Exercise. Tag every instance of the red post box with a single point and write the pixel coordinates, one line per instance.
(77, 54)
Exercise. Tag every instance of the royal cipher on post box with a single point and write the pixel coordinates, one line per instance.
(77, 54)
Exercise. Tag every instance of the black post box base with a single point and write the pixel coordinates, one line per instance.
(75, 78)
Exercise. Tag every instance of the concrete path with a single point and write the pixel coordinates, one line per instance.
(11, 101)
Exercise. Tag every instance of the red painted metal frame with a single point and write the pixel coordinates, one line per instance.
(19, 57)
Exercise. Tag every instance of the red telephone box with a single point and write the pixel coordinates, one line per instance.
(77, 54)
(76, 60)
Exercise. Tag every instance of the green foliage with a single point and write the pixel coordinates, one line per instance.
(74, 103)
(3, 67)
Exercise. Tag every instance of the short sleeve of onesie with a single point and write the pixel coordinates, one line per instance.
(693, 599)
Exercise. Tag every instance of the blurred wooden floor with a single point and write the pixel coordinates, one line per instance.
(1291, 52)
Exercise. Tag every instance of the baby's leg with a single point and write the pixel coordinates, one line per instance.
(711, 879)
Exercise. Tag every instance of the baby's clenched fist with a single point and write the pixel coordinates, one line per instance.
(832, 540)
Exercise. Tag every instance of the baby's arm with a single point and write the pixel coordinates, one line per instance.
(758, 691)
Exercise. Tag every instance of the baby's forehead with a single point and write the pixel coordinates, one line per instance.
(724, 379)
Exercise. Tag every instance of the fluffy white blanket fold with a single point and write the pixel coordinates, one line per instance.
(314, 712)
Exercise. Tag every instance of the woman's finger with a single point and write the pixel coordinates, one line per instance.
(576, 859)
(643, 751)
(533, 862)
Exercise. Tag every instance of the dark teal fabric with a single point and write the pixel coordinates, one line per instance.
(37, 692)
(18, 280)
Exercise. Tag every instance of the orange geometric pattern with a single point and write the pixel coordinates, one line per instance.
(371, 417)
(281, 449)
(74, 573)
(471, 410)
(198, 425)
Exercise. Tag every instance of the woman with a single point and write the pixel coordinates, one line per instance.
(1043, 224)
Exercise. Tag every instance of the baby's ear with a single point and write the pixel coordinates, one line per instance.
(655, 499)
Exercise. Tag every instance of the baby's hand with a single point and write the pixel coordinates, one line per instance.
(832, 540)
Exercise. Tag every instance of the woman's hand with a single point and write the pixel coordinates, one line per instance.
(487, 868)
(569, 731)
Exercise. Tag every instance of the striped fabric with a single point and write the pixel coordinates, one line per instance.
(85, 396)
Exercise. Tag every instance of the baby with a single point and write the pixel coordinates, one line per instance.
________________________________________
→ **What you should do**
Copy every one of the entries above word for word.

→ **Task answer**
Exercise. Tag every instance of the red post box with a single point and write the pixel coordinates, one line per instance.
(77, 54)
Exercise. Tag every instance of the royal cipher on post box with a single point and write the pixel coordinates, one line per instance.
(77, 54)
Exercise. Tag every instance of the black post box base with a single point and write the pixel coordinates, one line per instance.
(75, 78)
Exercise. Tag every instance of the concrete path with a single point and write the pixel coordinates, one line per instance.
(11, 101)
Exercise. Tag every instance of the red painted metal frame with a single point and write the pixel coordinates, one line per instance.
(19, 57)
Exercise. Tag every instance of the red telephone box with a single point and write the pixel coordinates, one line per instance.
(77, 54)
(76, 60)
Exercise. Tag every instance of the green foliage with a single point and write the pixel coordinates, one line per instance.
(74, 103)
(3, 67)
Exercise. Tag every instance of the short sleeve of onesie with a single point and write the pixel coordinates, one line per instance.
(693, 599)
Exercise. Tag every instance of the blurred wooden floor with a single point and write the pixel coordinates, one line per instance.
(1291, 52)
Exercise. Tag every instance of the baby's leg with a single point and write the pixel coordinates, one line per instance.
(711, 879)
Exercise. Tag every instance of the baby's clenched fist with a single point and write the pixel coordinates, one line per instance.
(832, 540)
Exercise. Tag every instance of the baby's arm with a single point and write the pixel coordinates, one line per instance.
(758, 691)
Exercise. Tag every instance of the baby's forehead with a single point and write the pixel coordinates, one line per instance.
(724, 379)
Exercise. Tag every instance of the fluffy white blanket fold with a single point and write the pixel coordinates, one line per instance.
(314, 712)
Exercise. Tag every instance of the woman's finger with a single point and write the pixel coordinates, one line per instance.
(576, 859)
(643, 751)
(533, 862)
Exercise. Tag every instance of the dark teal fabric with a single point and write the pixel coordinates, one line per instance.
(37, 692)
(18, 280)
Exercise. Tag every instance of the orange geometric pattern with a single point and write the pixel coordinates, one line per instance.
(371, 417)
(281, 449)
(74, 573)
(471, 410)
(198, 425)
Exercise. Tag every instance of the woman with a single point and write the pixel coordinates, one line per instance.
(1043, 224)
Exercise. Tag every instance of the baby's ear with a single point and write the pixel coordinates, one line per instance.
(655, 499)
Exercise. Tag every instance of the baby's hand with a single point and write the pixel coordinates, one line per instance.
(832, 540)
Exercise. Tag every instance of the woman's hand with a single point and write the pixel coordinates, one line per instance.
(487, 868)
(569, 731)
Exercise. Tag every instance of the striped fabric with a single point and write the pixel coordinates, one line per instance.
(85, 396)
Exercise. Tag every instance of the baby with a single point and write the pixel coordinates, one line per instance.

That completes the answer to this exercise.